[Stored entries]
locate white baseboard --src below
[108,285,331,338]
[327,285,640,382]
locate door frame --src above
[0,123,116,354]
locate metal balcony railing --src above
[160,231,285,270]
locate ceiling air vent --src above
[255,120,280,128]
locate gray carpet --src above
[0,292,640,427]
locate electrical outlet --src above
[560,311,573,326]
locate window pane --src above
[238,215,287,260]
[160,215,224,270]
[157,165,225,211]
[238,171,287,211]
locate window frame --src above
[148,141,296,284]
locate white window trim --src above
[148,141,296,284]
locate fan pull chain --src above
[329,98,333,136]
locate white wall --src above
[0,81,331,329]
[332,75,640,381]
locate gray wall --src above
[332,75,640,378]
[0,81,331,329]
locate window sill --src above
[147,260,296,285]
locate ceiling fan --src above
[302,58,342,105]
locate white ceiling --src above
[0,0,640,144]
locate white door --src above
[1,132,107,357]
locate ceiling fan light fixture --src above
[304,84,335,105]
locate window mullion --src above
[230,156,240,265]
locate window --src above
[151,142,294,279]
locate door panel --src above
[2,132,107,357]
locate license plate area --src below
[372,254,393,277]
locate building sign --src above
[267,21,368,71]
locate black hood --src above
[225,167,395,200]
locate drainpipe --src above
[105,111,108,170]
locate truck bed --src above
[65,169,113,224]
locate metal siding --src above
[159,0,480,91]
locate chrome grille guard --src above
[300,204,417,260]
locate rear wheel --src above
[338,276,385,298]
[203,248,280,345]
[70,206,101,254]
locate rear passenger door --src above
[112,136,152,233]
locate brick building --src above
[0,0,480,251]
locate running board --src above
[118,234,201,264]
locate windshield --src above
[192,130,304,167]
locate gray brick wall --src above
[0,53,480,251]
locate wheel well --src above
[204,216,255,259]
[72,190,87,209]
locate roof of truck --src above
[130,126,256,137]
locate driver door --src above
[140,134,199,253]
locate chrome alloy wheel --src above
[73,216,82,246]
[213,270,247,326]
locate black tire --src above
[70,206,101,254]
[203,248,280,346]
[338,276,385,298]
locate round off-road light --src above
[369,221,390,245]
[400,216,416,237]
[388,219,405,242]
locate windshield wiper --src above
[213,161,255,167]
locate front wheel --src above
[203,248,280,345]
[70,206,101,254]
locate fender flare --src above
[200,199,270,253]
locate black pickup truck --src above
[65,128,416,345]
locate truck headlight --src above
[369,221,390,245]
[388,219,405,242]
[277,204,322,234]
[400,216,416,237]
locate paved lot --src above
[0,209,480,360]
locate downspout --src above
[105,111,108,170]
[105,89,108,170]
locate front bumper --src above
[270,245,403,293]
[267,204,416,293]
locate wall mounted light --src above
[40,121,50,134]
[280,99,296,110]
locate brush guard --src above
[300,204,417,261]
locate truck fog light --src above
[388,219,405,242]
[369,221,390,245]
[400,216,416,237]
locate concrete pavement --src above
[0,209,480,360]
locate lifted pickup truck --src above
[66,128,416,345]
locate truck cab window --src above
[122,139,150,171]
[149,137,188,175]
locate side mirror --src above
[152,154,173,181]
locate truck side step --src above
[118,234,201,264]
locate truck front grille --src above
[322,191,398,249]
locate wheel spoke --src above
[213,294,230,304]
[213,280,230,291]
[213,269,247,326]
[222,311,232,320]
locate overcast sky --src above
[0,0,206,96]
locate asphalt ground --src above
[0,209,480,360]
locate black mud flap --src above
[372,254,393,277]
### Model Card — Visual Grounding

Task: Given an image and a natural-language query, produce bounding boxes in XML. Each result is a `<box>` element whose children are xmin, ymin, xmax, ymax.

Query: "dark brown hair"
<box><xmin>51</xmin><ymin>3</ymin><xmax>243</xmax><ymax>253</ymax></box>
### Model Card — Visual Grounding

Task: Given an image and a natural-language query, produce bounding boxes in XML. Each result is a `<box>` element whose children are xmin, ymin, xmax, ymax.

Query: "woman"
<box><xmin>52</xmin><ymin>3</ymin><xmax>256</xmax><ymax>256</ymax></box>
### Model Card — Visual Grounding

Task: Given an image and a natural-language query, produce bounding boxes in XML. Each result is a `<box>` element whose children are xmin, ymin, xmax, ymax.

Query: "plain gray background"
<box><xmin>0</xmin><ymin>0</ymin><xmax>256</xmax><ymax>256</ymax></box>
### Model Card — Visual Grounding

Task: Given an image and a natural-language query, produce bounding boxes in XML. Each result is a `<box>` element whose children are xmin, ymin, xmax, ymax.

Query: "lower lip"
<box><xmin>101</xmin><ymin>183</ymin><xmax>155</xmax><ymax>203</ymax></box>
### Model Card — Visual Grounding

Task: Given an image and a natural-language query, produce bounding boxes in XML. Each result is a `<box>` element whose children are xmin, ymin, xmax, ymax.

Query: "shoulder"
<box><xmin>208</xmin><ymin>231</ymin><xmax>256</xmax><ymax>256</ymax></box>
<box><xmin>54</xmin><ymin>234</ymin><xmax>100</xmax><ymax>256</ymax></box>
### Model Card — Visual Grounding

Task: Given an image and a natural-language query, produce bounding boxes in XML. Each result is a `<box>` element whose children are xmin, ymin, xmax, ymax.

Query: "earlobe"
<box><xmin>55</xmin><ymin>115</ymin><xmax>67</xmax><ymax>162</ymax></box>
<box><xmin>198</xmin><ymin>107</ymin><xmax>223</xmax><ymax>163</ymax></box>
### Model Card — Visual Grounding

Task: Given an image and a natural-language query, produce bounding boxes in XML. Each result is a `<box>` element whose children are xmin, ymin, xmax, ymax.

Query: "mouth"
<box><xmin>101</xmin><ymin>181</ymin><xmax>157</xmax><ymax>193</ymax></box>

▶ _Goal_
Reproduce the rows in the stretch from the line containing "locate door panel --src above" through the line containing "[300,204,417,261]", keeping every request line as it is and shifting each bounding-box coordinate in the answers up by 41.

▶ _Solution to the exercise_
locate door panel --src above
[43,173,148,398]
locate license plate area --src below
[413,295,434,318]
locate building sign --src above
[308,62,409,112]
locate black hood --src above
[266,208,436,241]
locate drainpipe --src above
[146,152,149,211]
locate truck bed --src above
[106,210,154,265]
locate metal siding --src above
[200,41,521,132]
locate chrome grille guard --src above
[341,245,458,301]
locate rear wheel --src above
[379,317,426,339]
[244,289,321,386]
[111,247,142,295]
locate rear passenger door --src above
[153,177,193,274]
locate brick building --src above
[41,41,521,292]
locate running board --src above
[159,275,242,305]
locate windshield --src above
[233,171,345,208]
locate gray brick wall --src above
[41,94,521,292]
locate wheel well --src above
[245,257,296,300]
[113,231,128,250]
locate roof of truck --src above
[171,167,297,178]
locate driver door --src above
[181,175,240,294]
locate chrome alloy wheel --src above
[114,257,123,287]
[254,311,288,367]
locate black tire --src above
[111,247,142,295]
[244,289,321,387]
[379,317,426,339]
locate round off-road light --src above
[410,262,431,286]
[441,257,457,278]
[429,260,446,283]
locate windshield wiper --src above
[254,202,296,208]
locate front wheel --src above
[244,289,321,386]
[111,247,142,295]
locate fender flare --src above
[241,240,311,294]
locate black pickup truck --src above
[106,169,457,386]
locate truck headlight --src above
[410,262,431,286]
[429,260,446,283]
[318,245,363,275]
[441,257,457,278]
locate paved lot --src above
[41,250,521,401]
locate downspout --src above
[146,152,149,211]
[146,130,149,211]
locate front bumper --src above
[311,286,444,334]
[308,245,457,334]
locate wall mounted light --src above
[81,162,91,175]
[321,140,337,151]
locate brush guard --src above
[341,245,458,302]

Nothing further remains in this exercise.